-- Stated task --
Reproduce each of the records below word for word, keeping every line unchanged.
— Start of Records supplied —
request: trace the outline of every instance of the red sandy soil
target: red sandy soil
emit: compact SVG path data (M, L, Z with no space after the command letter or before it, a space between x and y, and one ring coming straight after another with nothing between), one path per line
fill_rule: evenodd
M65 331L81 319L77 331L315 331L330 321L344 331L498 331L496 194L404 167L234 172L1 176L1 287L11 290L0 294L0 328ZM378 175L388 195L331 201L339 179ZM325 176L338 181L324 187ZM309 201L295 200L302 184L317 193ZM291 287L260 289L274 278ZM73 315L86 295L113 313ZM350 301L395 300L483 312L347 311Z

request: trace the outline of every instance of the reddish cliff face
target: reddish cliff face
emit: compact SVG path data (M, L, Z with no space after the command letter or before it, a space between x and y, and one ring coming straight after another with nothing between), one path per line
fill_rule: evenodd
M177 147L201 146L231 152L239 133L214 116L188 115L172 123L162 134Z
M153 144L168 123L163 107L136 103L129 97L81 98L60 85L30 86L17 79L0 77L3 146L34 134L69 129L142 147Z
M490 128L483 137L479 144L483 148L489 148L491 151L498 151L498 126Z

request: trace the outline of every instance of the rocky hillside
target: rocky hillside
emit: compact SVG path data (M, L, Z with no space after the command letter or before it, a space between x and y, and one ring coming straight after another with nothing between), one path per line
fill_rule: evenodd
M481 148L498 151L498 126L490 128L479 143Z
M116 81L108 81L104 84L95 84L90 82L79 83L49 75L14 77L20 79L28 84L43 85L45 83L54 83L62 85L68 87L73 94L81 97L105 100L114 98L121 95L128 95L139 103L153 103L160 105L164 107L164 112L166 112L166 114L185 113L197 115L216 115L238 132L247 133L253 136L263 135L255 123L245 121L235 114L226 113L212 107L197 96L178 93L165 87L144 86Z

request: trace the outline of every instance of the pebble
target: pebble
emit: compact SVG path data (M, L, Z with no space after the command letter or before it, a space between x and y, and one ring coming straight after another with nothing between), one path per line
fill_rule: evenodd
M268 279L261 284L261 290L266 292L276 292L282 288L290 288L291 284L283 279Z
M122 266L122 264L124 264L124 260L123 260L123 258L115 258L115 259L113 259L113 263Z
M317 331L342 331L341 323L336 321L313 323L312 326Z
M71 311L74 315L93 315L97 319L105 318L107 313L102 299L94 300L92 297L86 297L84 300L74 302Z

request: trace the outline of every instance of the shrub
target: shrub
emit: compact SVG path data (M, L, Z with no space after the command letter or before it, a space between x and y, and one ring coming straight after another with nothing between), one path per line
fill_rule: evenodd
— End of Records supplied —
-- Solution to this problem --
request: trace the outline of every instance of the red sandy soil
target: red sandy soil
emit: compact SVG path data (M, L, Z with no space after the command letter or before it, a space between x and y, and one ring coming straight after another with nothing between), one path per line
fill_rule: evenodd
M65 331L81 319L77 331L315 331L330 321L344 331L498 331L496 194L404 167L234 172L1 176L1 287L11 290L0 294L0 328ZM378 175L388 195L331 201L339 179ZM325 176L338 181L324 187ZM309 201L295 200L302 184L317 193ZM291 287L260 289L274 278ZM73 315L86 295L113 313ZM350 301L395 300L483 312L347 311Z

request: trace the outline of every instance of the reddish cliff face
target: reddish cliff face
emit: compact SVG path data (M, L, Z with no space after the command letter or before it, a space between x and y, and one ring coming straight after another with nothing between), one path per line
fill_rule: evenodd
M177 147L201 146L231 152L239 133L214 116L188 115L172 123L162 134Z
M153 144L168 123L163 107L136 103L129 97L81 98L60 85L30 86L17 79L0 77L3 146L34 134L69 129L142 147Z
M490 128L483 137L479 144L483 148L489 148L491 151L498 151L498 126Z

request: trace the outline of every instance of the rocky hillside
target: rocky hillside
emit: compact SVG path data (M, L, Z with no space after the command letter or before it, a space between x and y, and one ring coming straight after another with nothing between), one path per line
fill_rule: evenodd
M481 148L498 151L498 126L490 128L479 143Z
M116 81L108 81L104 84L95 84L90 82L79 83L49 75L14 77L20 79L28 84L43 85L45 83L54 83L62 85L68 87L73 94L81 97L105 100L114 98L121 95L128 95L139 103L153 103L160 105L164 107L164 112L166 112L166 114L185 113L197 115L216 115L238 132L247 133L253 136L263 135L255 123L245 121L235 114L226 113L212 107L197 96L178 93L165 87L144 86Z

request: trace the outline of every instance of the pebble
target: pebble
emit: compact SVG path data (M, L, Z with no space after the command letter or before it, a space between x and y, and one ring coming straight after another with nothing between), one path per line
fill_rule: evenodd
M268 279L261 284L261 290L266 292L276 292L282 288L290 288L291 284L283 279Z
M122 266L122 264L124 264L124 260L123 260L123 258L115 258L115 259L113 259L113 263Z
M317 331L342 331L341 323L336 321L313 323L312 326Z
M71 311L74 315L93 315L97 319L105 318L107 313L102 299L94 300L92 297L86 297L84 300L74 302Z

request: trace the outline of every instance of the shrub
target: shrub
emit: compact SVG path data (M, L, Z with no space after the command letter or before it, a space between x and y, and one ring coming straight after another with nothing between), one path per line
fill_rule: evenodd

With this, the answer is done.